### EXERCISE INPUT
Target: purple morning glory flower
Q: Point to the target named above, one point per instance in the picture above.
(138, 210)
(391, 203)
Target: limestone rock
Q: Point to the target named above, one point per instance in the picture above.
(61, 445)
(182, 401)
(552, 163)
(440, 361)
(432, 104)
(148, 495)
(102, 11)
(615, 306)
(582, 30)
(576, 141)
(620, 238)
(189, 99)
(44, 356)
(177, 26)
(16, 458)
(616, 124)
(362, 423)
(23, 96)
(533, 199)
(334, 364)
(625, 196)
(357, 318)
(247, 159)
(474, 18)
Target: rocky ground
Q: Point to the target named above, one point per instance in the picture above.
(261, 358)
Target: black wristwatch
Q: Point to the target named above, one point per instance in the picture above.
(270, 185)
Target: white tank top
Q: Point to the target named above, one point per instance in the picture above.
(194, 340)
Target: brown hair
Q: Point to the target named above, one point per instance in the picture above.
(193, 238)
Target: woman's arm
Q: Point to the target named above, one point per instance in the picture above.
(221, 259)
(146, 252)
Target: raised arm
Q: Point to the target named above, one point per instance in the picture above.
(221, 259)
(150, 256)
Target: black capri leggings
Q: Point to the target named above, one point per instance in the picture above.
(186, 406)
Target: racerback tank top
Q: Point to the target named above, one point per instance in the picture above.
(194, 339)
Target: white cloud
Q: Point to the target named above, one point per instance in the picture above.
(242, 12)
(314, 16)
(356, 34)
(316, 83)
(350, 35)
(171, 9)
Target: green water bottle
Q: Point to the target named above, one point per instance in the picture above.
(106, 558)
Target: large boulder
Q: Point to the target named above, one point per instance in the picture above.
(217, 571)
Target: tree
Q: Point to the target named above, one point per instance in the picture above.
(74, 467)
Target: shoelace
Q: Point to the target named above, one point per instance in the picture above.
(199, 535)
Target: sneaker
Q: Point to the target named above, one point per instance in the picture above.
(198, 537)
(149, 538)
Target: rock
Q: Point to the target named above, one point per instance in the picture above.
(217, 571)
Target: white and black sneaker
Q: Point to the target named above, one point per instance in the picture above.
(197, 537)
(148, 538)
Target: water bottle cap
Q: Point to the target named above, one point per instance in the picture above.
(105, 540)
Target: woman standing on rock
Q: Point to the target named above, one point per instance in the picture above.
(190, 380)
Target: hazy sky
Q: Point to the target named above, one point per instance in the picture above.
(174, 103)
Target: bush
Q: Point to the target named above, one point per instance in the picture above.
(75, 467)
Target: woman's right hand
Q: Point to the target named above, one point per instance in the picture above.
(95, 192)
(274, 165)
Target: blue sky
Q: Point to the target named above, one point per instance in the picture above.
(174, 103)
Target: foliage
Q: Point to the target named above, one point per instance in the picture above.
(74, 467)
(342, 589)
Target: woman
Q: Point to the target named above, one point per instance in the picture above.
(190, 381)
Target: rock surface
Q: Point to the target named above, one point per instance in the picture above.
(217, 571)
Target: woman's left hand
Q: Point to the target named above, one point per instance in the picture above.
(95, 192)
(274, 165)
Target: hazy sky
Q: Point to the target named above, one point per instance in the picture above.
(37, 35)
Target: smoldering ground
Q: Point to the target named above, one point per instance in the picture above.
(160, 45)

### YOUR TASK
Copy the listing word for word, from the line containing "Target: blue sky" through the last line of the listing, with both of those lines included.

### SOLUTION FOR THIS TASK
Target: blue sky
Q: Point to the target named above, one point per instance in the picture above.
(174, 103)
Target: foliage
Q: Point to the target named above, one point per instance in the picture above.
(74, 467)
(342, 589)
Target: woman
Q: Point to the target named above, one point per instance in the picture above.
(190, 381)
Target: rock surface
Q: Point to the target named above, one point per instance in the picture above.
(217, 571)
Target: woman's left hand
Q: Point to the target named above, one point per instance in the picture above.
(95, 192)
(274, 165)
Target: hazy sky
Q: Point to the target named above, one point per instance in the picture above.
(37, 35)
Target: smoldering ground
Q: Point to the target named above, one point per instance in the picture above.
(160, 45)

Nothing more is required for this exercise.